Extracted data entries

━━━━━━━━

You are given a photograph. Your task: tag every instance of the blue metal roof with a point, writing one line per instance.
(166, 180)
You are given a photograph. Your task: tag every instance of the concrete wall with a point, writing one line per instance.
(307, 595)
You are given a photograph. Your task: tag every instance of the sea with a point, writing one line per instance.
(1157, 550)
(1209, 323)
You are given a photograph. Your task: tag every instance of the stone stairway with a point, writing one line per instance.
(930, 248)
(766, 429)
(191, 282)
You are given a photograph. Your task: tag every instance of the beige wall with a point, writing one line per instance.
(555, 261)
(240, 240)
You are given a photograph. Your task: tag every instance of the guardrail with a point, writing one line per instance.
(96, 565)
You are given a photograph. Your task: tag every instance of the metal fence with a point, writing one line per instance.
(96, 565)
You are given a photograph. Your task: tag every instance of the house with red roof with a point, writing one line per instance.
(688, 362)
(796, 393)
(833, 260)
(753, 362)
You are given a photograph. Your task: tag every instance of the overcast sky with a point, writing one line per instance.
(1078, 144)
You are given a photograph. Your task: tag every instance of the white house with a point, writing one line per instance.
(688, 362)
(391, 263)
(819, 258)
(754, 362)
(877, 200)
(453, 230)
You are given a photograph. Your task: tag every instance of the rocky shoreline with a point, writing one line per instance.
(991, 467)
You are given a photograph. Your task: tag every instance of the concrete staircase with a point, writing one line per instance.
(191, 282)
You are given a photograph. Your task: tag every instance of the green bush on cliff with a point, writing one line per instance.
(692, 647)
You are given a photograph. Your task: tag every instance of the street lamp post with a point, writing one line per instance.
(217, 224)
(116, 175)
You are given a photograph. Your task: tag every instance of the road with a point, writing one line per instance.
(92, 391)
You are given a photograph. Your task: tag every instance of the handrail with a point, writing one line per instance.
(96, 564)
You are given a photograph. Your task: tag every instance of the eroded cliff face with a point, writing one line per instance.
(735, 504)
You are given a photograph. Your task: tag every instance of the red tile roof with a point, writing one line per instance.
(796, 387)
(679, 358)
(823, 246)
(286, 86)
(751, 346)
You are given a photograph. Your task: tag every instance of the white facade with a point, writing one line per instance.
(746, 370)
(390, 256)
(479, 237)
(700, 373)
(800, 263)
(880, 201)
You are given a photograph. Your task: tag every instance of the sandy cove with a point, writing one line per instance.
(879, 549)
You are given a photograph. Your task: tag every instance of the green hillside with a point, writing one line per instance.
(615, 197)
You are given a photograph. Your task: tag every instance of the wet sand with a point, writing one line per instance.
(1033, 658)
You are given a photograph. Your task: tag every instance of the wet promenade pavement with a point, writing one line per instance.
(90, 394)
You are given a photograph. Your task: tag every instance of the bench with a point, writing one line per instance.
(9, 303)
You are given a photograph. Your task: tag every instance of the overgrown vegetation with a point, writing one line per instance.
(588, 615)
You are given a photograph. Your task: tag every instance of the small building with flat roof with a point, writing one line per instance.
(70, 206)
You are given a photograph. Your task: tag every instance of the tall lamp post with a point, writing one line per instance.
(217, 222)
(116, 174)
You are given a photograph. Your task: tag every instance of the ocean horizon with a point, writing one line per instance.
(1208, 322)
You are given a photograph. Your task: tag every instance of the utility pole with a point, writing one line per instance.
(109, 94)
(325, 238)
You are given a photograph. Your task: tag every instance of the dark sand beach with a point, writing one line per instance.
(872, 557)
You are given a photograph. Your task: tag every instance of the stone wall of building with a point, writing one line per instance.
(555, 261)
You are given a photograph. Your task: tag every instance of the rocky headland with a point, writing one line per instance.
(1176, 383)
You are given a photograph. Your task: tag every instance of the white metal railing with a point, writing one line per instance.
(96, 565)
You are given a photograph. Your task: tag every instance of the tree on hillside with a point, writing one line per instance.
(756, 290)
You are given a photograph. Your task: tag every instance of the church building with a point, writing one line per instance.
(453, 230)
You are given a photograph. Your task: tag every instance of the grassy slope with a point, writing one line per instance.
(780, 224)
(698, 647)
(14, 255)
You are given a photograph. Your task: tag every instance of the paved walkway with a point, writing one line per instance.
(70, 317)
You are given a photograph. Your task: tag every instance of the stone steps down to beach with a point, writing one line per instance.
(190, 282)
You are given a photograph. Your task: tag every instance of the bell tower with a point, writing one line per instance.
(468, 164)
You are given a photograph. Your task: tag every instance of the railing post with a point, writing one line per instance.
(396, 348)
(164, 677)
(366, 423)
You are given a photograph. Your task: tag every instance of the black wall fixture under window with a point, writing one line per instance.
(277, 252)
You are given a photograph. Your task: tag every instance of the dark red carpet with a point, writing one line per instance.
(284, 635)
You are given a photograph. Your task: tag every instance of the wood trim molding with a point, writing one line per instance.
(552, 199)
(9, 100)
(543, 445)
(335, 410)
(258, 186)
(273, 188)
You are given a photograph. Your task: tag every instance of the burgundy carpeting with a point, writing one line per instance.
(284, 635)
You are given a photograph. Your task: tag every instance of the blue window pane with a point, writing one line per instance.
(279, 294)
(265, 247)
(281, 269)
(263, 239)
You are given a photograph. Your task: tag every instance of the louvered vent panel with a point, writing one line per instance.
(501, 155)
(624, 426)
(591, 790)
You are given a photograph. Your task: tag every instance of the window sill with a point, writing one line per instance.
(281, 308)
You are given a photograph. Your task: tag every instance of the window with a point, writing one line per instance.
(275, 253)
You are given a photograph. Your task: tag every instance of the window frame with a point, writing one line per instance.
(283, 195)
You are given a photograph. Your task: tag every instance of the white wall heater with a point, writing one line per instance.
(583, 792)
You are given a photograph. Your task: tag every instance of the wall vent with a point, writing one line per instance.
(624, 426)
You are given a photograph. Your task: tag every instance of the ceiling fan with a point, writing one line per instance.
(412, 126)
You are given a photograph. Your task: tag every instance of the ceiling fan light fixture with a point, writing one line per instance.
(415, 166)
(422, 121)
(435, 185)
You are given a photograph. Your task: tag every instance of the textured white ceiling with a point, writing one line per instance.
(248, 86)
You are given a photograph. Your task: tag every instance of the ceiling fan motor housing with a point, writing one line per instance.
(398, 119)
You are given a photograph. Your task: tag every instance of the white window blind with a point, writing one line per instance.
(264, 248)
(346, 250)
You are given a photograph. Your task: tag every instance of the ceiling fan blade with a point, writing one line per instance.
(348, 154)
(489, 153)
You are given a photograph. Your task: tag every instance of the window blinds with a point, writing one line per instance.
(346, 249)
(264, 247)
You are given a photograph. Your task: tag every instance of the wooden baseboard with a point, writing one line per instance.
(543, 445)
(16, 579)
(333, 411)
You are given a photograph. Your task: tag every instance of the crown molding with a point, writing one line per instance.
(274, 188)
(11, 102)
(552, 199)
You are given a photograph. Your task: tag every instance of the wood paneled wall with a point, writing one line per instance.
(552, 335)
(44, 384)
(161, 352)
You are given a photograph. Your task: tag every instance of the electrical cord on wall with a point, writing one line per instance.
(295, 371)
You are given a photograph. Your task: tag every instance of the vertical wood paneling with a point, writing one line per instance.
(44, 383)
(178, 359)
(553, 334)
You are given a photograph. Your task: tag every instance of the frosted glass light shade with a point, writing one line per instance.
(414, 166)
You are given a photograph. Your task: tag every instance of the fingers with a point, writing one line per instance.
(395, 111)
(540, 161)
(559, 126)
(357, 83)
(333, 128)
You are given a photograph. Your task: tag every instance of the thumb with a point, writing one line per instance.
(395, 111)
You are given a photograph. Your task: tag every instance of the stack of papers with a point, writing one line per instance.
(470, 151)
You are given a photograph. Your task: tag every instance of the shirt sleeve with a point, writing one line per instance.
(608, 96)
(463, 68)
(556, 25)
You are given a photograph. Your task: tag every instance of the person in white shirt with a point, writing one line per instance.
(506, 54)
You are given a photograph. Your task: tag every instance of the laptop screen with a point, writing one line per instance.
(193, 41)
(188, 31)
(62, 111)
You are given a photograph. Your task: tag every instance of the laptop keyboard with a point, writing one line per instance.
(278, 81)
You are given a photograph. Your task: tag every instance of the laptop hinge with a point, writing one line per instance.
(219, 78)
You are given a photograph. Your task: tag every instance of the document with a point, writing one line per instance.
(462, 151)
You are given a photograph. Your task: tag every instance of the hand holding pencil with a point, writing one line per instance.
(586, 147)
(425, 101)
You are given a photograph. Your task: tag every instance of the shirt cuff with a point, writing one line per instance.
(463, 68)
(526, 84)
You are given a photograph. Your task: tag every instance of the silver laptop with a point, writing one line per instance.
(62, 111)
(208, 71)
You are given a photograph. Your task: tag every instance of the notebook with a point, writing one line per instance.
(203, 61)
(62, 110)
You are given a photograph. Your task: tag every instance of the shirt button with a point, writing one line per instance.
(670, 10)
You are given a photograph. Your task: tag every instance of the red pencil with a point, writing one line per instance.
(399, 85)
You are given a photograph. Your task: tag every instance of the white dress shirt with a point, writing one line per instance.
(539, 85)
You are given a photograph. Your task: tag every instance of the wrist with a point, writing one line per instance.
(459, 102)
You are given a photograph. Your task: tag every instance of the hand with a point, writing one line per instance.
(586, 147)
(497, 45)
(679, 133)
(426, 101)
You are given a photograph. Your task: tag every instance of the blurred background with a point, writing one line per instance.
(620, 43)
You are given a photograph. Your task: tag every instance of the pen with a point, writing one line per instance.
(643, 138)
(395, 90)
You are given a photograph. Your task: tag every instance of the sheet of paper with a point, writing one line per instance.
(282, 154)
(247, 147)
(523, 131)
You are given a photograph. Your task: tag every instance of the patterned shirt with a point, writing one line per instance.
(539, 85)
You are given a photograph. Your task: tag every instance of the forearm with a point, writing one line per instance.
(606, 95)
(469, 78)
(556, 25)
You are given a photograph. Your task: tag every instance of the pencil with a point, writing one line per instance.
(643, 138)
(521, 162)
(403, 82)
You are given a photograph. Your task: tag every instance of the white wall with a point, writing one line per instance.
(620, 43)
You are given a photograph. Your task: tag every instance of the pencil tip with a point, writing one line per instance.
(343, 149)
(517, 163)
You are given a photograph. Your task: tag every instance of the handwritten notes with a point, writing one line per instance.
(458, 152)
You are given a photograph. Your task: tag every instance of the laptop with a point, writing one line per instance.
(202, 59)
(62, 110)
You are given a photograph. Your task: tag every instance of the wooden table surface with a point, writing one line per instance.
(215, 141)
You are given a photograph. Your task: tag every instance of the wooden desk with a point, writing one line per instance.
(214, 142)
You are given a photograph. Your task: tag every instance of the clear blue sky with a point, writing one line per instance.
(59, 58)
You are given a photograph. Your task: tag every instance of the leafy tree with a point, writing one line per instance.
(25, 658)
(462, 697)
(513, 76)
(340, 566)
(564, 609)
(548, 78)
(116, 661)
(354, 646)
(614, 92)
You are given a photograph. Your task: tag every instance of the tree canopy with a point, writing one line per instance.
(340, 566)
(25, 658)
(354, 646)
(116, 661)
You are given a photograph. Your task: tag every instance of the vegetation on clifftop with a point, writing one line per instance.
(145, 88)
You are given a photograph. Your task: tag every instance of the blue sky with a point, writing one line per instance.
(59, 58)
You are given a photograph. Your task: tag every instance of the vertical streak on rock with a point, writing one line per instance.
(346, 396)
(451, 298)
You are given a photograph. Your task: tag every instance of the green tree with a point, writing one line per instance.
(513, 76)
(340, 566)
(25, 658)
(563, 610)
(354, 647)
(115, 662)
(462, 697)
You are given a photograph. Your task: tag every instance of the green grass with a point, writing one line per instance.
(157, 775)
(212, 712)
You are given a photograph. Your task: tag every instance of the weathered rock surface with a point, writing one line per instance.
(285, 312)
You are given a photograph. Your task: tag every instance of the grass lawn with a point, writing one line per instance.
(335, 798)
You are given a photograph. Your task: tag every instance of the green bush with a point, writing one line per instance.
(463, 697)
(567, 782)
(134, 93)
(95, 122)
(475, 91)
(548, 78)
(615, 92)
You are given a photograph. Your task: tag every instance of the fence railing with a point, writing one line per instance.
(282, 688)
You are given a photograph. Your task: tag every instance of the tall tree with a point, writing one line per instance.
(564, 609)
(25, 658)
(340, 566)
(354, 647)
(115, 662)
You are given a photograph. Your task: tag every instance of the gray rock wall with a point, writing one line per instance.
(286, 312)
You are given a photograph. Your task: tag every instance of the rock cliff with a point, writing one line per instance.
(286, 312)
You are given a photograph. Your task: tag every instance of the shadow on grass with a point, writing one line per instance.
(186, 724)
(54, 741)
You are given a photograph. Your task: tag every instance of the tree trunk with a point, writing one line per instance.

━━━━━━━━

Reproduce the final stretch of the data above: every line from the one holding "of the gray" through the end, inclusive, exactly as written and nothing else.

You are given a photograph. Your task: tag every instance of the gray rock wall with a point, writing one line per instance.
(286, 312)
You are given a photograph. Your task: tag every instance of the rock cliff with a point, writing one line per instance.
(286, 312)
You are given a photograph. Your task: tag every instance of the shadow on grass with a point, writing one line per instance.
(186, 724)
(54, 741)
You are given a photograph. Your task: tag every instance of the tree trunk with a point, writing one line per instance.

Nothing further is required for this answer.